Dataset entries
:::

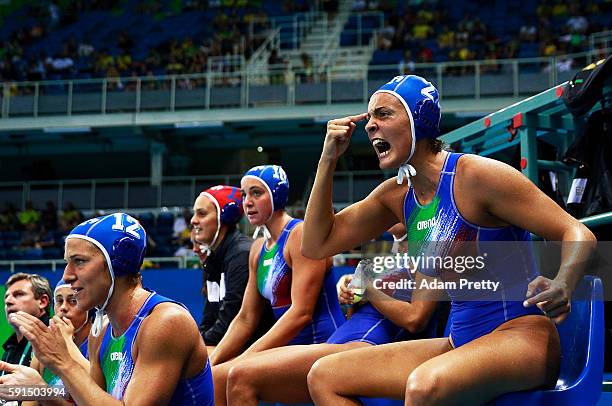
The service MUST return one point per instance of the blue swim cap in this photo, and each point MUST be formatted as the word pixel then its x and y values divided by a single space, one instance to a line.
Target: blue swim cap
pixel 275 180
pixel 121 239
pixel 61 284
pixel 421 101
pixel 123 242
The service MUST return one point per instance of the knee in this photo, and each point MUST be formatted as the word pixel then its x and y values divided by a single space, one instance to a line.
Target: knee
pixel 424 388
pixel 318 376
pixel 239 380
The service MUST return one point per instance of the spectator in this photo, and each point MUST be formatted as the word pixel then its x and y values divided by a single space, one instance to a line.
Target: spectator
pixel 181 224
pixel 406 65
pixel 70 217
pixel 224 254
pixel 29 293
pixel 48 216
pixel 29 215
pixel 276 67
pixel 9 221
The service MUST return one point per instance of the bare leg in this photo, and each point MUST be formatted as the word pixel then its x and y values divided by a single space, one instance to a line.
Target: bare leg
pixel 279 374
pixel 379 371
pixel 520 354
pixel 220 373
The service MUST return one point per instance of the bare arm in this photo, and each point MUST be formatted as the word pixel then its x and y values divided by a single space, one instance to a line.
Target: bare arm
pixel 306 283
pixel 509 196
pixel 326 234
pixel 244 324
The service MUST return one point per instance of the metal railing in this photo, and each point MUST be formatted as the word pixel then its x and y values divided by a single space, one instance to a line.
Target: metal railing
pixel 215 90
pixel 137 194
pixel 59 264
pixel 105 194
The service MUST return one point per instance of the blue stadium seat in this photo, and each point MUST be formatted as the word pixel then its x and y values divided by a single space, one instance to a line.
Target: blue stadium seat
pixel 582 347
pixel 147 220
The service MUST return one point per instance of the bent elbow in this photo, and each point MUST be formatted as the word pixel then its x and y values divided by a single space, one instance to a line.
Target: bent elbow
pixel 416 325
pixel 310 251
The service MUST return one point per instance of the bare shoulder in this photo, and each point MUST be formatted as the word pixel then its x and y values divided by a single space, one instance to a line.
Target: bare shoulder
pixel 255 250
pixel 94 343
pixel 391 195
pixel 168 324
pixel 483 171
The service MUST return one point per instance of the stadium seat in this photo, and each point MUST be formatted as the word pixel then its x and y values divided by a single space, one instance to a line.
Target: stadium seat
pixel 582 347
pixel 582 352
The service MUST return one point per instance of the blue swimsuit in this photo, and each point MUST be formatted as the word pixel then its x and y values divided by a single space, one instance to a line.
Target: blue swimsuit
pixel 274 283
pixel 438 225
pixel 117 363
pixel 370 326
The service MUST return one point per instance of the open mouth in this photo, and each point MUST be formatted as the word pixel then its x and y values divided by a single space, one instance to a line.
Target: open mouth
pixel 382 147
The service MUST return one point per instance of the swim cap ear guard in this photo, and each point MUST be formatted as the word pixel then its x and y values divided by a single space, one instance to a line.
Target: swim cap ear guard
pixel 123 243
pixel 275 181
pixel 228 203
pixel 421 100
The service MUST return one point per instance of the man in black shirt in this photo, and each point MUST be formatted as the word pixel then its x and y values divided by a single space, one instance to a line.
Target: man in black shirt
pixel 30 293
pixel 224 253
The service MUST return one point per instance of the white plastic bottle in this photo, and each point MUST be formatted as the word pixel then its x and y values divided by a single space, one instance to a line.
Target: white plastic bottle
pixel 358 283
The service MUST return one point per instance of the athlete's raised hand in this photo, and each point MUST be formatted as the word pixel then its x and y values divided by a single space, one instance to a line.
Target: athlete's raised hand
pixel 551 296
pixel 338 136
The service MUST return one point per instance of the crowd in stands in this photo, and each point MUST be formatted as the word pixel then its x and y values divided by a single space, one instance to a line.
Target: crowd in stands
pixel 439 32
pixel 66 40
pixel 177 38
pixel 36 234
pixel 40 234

:::

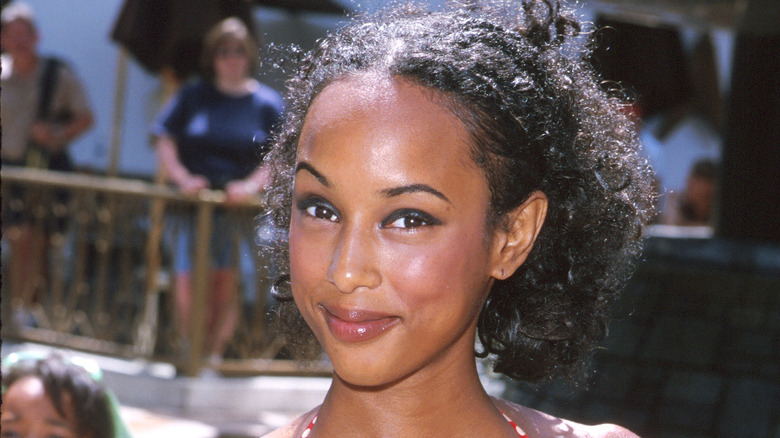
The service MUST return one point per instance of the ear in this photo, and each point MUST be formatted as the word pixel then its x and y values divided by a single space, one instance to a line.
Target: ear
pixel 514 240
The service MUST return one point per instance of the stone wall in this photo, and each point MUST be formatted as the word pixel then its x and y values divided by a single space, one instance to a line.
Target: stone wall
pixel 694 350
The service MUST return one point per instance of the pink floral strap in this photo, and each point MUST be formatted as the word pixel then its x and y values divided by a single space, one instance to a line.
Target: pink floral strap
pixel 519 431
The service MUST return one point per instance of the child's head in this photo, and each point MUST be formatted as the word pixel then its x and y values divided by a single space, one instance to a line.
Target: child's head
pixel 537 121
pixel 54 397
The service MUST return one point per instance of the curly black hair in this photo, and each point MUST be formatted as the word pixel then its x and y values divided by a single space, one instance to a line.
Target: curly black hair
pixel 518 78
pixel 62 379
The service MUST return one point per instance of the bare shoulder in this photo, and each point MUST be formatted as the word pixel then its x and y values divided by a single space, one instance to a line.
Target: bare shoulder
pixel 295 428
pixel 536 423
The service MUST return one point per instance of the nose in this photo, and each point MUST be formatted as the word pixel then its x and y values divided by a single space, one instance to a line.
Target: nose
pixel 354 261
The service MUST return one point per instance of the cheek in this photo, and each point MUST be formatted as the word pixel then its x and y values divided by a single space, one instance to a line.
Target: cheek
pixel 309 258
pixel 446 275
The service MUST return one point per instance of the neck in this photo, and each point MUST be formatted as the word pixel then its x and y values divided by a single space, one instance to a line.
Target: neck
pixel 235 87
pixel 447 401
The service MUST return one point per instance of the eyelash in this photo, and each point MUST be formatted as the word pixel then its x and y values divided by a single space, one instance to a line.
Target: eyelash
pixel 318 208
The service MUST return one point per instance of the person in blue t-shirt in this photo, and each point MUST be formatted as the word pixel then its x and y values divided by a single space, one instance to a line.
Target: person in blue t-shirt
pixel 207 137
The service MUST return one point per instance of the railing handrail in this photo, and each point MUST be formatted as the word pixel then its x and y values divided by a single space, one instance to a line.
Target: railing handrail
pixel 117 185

:::

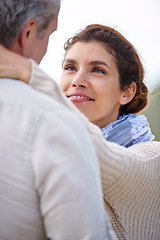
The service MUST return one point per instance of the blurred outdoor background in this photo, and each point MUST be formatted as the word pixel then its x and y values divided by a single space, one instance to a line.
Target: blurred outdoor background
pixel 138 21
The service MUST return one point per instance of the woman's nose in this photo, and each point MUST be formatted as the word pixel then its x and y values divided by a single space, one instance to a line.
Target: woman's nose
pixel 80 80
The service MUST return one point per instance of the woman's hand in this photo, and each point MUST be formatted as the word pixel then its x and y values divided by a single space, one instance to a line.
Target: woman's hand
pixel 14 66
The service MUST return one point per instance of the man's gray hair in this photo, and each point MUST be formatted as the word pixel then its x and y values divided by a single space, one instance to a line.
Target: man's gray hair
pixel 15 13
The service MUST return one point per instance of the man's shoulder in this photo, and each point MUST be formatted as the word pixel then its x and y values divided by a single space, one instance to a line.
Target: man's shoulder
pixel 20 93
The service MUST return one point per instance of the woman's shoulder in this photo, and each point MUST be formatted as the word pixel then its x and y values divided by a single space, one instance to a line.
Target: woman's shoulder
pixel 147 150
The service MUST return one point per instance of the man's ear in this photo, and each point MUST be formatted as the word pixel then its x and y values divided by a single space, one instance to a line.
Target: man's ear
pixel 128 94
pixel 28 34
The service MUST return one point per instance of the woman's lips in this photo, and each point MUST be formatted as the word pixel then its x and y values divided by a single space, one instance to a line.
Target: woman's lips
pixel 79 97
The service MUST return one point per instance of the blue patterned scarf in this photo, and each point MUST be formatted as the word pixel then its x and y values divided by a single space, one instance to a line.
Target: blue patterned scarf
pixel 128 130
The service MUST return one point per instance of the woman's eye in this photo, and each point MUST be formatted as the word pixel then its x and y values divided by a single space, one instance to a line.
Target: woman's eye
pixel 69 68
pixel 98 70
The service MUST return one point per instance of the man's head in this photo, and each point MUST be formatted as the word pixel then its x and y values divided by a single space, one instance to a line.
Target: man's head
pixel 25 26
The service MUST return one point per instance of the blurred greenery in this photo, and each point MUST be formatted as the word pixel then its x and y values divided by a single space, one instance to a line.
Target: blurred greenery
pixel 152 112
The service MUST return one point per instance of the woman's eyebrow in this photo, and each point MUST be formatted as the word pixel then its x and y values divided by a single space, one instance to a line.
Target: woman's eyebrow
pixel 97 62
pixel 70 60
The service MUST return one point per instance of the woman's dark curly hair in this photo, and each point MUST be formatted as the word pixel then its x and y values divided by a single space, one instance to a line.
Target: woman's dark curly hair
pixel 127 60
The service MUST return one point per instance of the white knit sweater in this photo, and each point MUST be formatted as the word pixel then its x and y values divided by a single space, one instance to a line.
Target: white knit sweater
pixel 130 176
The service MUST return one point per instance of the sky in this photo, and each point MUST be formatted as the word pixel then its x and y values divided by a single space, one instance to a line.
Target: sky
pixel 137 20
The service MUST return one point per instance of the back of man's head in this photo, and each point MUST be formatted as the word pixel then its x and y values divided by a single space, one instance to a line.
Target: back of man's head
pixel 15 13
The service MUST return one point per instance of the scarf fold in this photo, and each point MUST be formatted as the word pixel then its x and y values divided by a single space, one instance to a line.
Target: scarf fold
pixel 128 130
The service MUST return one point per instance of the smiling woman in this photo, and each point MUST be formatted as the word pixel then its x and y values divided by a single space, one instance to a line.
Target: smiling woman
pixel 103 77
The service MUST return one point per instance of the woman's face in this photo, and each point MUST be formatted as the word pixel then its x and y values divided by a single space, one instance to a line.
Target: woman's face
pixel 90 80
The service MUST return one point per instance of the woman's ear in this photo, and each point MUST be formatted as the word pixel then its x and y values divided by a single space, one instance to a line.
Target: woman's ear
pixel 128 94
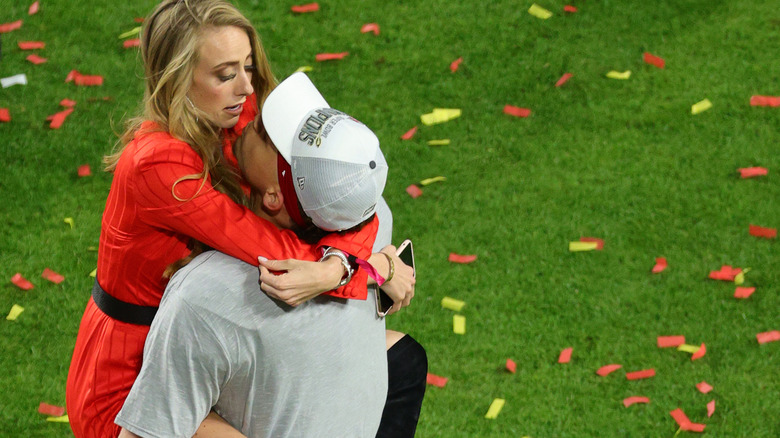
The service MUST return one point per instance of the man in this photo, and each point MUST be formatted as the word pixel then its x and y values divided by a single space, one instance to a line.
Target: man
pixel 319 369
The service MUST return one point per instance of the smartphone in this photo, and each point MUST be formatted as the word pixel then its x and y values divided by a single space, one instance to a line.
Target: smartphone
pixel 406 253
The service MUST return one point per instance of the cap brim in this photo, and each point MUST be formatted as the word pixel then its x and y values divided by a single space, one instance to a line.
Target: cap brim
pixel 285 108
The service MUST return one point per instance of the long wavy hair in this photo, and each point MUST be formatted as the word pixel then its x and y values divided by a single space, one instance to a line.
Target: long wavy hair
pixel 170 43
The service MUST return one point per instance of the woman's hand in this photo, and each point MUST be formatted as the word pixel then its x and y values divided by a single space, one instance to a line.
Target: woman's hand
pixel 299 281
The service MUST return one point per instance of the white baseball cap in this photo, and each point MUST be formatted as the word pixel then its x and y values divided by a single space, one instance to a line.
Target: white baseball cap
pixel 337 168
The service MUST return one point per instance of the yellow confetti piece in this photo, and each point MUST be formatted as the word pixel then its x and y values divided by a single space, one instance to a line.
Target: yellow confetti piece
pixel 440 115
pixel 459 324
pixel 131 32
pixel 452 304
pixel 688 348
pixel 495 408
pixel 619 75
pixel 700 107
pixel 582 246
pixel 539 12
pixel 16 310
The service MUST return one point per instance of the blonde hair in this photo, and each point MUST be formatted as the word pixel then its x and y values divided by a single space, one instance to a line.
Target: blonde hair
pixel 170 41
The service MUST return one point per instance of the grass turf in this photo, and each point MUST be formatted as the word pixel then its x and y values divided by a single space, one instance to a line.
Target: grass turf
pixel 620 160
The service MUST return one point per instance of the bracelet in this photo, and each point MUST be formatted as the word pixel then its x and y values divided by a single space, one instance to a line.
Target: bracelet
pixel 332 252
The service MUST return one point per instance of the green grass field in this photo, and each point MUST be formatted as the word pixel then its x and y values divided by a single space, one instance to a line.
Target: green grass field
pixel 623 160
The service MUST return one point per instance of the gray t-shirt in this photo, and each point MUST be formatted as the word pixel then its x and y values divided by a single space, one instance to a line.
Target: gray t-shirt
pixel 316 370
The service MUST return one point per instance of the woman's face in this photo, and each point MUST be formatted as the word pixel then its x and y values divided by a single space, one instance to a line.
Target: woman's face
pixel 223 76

:::

YOUR INSTRUCTIONS
With the line that has "swim cap in" as the first and the line that has "the bare arm" as the last, repeat exactly that run of lines above and no more.

EXERCISE SOLUTION
The service MUST return one point per instance of the blue swim cap in this photo, and each point MUST be formatted as the word pixel then its x and y values divided by a single space, one instance to a line.
Target: blue swim cap
pixel 275 180
pixel 121 239
pixel 61 284
pixel 421 101
pixel 123 242
The service MUST return one point per instance of the knee in this photo, and each point MUST be formatted as the word pixel then its x and y values divided by a single space, one instance to a line.
Target: knee
pixel 424 388
pixel 318 376
pixel 239 380
The service MUST return one point per instance of the spectator in this photo, and each point MUST be formatted as the word pixel then its x and y values divided by a single space, one instance to a line.
Target: spectator
pixel 181 224
pixel 406 65
pixel 70 217
pixel 224 254
pixel 29 293
pixel 48 216
pixel 29 215
pixel 276 67
pixel 9 221
The service MUST return one point per instance of the bare leg in this photo, and each point MUST be formatted as the word pixel then its x and y values divided by a single space, one instance to a line.
Target: bare leg
pixel 279 374
pixel 379 371
pixel 520 354
pixel 220 373
The service MUST return one point per instance of the bare arm in this photo, and each point MUST be formatted as the word pixel then its x and y values divided by a single space, one instance to a line.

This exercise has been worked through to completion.